* [Objective]
Reproduce the part of the records that opens with the line containing "Task: Indicate the stack" and closes at the end of the records, swapping "hard hat" for "safety helmet" and leaving everything else unchanged.
* begin Data shown *
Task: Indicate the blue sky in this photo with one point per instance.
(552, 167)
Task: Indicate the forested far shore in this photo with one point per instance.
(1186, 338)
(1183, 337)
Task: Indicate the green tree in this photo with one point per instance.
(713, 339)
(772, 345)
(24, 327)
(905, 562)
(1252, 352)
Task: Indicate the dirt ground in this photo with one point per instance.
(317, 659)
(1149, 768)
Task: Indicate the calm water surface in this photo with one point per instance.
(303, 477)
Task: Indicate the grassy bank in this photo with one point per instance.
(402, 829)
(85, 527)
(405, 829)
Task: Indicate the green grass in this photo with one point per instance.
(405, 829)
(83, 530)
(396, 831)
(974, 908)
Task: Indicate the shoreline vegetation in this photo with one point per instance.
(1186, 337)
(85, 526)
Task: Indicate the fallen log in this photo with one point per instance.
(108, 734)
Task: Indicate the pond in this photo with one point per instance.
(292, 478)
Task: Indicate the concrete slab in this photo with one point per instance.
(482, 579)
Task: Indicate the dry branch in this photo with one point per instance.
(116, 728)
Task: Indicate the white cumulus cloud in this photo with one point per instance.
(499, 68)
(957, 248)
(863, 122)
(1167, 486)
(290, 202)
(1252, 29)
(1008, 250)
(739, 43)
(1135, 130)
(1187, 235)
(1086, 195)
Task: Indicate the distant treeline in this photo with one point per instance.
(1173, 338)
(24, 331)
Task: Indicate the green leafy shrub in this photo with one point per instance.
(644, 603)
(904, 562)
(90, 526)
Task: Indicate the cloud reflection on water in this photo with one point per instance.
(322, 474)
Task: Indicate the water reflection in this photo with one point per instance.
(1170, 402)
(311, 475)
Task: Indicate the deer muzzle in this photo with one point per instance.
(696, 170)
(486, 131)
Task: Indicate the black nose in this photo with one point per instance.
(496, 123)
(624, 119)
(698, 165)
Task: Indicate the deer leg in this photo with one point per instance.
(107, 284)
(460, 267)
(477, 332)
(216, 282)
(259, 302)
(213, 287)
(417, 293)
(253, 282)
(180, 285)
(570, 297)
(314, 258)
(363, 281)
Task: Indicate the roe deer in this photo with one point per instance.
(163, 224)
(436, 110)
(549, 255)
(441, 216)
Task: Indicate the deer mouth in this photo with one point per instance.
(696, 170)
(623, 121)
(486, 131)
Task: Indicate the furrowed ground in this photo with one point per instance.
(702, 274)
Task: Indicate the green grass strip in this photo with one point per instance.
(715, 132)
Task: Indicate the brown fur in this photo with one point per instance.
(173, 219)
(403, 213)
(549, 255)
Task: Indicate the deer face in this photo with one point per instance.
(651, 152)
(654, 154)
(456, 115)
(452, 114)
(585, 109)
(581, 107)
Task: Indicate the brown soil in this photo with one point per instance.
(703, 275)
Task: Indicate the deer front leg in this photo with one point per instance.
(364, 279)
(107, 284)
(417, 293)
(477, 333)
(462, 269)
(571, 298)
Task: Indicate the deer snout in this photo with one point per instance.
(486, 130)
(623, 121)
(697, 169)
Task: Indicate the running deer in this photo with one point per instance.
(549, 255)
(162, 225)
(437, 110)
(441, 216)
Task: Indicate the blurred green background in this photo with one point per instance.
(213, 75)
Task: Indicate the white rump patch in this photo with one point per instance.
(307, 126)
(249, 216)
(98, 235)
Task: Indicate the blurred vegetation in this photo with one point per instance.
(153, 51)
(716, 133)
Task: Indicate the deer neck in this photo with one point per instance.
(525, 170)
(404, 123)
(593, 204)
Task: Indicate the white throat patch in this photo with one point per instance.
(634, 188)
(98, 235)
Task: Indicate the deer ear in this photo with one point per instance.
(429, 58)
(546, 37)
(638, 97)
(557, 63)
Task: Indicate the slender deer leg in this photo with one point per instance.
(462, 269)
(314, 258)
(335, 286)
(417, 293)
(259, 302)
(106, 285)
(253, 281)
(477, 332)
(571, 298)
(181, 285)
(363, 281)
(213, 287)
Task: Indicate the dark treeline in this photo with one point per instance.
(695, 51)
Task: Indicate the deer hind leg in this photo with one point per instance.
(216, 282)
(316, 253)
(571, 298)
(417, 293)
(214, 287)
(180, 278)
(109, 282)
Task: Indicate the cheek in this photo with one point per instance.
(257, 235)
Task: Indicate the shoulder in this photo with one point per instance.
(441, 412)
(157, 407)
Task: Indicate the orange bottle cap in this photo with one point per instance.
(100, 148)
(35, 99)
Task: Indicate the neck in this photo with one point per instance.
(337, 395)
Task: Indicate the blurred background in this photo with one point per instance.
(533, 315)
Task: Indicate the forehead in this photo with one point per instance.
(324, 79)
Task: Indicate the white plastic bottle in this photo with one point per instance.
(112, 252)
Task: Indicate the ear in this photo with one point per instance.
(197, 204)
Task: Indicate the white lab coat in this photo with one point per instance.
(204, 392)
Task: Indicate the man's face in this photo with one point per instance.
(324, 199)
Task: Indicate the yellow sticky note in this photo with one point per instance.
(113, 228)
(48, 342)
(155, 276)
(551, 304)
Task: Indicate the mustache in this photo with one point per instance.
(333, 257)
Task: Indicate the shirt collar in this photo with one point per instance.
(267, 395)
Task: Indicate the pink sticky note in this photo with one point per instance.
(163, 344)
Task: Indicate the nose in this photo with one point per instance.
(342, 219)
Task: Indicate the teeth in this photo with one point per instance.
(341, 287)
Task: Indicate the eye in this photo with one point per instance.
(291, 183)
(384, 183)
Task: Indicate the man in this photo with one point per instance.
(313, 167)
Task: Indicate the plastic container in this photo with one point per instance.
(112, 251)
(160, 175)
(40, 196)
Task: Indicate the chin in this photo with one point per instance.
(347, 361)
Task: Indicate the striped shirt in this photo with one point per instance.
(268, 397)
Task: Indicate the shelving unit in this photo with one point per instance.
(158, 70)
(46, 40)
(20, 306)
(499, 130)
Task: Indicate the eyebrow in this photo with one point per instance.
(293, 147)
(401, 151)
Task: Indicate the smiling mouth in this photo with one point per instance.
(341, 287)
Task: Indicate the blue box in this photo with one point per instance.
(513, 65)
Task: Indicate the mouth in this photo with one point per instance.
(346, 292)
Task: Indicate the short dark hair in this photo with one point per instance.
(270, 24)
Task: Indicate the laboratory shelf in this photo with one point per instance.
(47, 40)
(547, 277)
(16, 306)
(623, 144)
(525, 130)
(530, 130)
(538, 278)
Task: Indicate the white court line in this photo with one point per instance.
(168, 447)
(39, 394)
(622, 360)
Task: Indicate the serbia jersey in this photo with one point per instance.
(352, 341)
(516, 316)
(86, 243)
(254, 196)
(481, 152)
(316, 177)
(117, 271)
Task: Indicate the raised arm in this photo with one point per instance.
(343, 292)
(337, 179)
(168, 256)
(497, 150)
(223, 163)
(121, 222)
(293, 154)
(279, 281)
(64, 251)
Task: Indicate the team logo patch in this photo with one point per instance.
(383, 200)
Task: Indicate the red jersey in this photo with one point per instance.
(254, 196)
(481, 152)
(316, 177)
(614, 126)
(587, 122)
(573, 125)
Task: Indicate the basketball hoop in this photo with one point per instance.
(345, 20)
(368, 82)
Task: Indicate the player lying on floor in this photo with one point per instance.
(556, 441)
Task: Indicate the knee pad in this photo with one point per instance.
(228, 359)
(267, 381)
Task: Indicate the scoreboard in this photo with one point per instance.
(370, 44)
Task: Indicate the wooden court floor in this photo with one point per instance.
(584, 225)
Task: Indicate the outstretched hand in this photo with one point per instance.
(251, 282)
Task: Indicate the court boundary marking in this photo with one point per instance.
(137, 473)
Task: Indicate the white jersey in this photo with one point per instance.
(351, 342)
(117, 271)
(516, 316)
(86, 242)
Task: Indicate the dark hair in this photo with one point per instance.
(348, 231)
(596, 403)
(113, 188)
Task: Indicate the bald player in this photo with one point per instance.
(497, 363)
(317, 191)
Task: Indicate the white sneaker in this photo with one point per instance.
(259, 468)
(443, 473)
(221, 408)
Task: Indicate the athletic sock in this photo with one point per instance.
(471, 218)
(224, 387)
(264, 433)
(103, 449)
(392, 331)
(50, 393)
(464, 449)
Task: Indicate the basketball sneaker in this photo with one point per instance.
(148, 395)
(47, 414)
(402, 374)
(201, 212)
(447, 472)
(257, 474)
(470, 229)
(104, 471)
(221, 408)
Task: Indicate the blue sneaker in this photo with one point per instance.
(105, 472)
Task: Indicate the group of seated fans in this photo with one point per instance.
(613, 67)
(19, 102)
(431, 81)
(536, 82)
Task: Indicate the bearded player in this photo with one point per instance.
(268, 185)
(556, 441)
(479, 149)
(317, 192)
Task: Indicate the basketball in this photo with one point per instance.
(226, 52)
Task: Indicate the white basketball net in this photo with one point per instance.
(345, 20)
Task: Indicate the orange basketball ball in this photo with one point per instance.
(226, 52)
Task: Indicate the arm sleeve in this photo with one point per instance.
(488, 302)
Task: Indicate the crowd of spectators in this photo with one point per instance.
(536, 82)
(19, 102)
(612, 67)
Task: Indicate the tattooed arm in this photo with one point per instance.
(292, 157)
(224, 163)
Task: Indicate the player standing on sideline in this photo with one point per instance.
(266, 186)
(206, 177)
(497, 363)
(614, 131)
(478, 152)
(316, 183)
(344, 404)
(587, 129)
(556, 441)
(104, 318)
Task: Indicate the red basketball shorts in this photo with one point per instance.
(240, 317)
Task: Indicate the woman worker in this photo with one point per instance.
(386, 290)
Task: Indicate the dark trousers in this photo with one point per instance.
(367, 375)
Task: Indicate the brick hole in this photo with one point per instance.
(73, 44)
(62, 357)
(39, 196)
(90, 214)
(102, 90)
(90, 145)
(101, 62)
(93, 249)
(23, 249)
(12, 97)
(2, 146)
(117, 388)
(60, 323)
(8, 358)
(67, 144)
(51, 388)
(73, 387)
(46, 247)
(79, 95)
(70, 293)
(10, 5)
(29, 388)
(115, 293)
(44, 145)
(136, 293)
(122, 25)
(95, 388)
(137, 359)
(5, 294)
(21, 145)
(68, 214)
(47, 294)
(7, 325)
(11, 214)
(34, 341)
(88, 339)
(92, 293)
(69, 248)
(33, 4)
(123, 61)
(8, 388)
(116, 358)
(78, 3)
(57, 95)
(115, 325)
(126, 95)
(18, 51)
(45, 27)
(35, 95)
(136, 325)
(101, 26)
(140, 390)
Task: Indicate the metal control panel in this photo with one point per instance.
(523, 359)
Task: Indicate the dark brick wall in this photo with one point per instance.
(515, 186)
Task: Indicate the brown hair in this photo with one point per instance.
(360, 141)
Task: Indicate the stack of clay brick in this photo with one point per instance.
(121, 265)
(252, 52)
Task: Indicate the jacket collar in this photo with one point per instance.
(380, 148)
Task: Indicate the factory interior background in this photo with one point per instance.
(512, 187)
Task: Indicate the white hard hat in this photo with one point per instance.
* end Data shown *
* [Response to this exercise]
Task: Indicate the stack of clay brick in this photo with one point per instance.
(121, 265)
(252, 52)
Task: Indicate the jacket collar in this photo with one point per instance.
(380, 148)
Task: Indicate the factory interior background in this photo with one point per instance.
(512, 187)
Task: Indicate the white safety helmet in this photo with one point per instance.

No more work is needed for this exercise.